<<<<

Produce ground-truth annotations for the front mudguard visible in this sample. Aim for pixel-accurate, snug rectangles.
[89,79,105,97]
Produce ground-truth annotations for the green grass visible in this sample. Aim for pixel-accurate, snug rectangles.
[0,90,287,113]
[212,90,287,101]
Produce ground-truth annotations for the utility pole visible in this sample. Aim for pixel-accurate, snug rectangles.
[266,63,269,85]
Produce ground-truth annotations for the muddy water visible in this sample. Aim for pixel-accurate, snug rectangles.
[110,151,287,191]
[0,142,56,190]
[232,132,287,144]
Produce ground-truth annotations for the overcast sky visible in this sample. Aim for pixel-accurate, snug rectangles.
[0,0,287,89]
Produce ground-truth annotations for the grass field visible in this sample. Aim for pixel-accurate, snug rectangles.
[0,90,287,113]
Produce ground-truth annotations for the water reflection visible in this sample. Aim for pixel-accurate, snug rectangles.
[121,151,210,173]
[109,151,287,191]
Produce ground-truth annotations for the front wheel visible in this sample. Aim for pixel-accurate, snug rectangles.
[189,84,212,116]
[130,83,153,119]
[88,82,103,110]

>>>>

• **Prompt**
Write the entries again, exactly as they stand.

• **Finished task**
Produce ground-truth annotations for the front mudguard visible in this sample. Aim for pixel-accurate, snug rectangles.
[89,79,105,97]
Produce ground-truth annotations for the green grass visible in this sample. Aim for pixel-accurate, snug rectangles.
[0,90,287,113]
[212,90,287,101]
Produce ground-truth annotations for the utility pole visible in this sample. Aim for pixel-accurate, snug rectangles.
[266,63,269,85]
Produce ground-truth annotations for the muddy water visible in this sample. Aim for pixel-accurate, snug rectangles.
[110,151,287,191]
[0,142,56,190]
[232,132,287,144]
Produce ground-truth annotations for the overcast sky visible in this sample. Aim for pixel-accurate, snug rectangles.
[0,0,287,89]
Produce ground-truth annotations for the grass field visible in this sample. Aim for pixel-accurate, snug rectangles.
[0,90,287,113]
Produce ground-truth annotations for the water reflection visible in this sample. Aim for pixel-accurate, snug rectangles.
[121,151,210,173]
[109,151,287,191]
Produce ground-truth annotations for the front wheel visible in this sample. Aim for pixel-accurate, snug rectangles.
[189,84,212,116]
[130,83,153,119]
[88,82,103,110]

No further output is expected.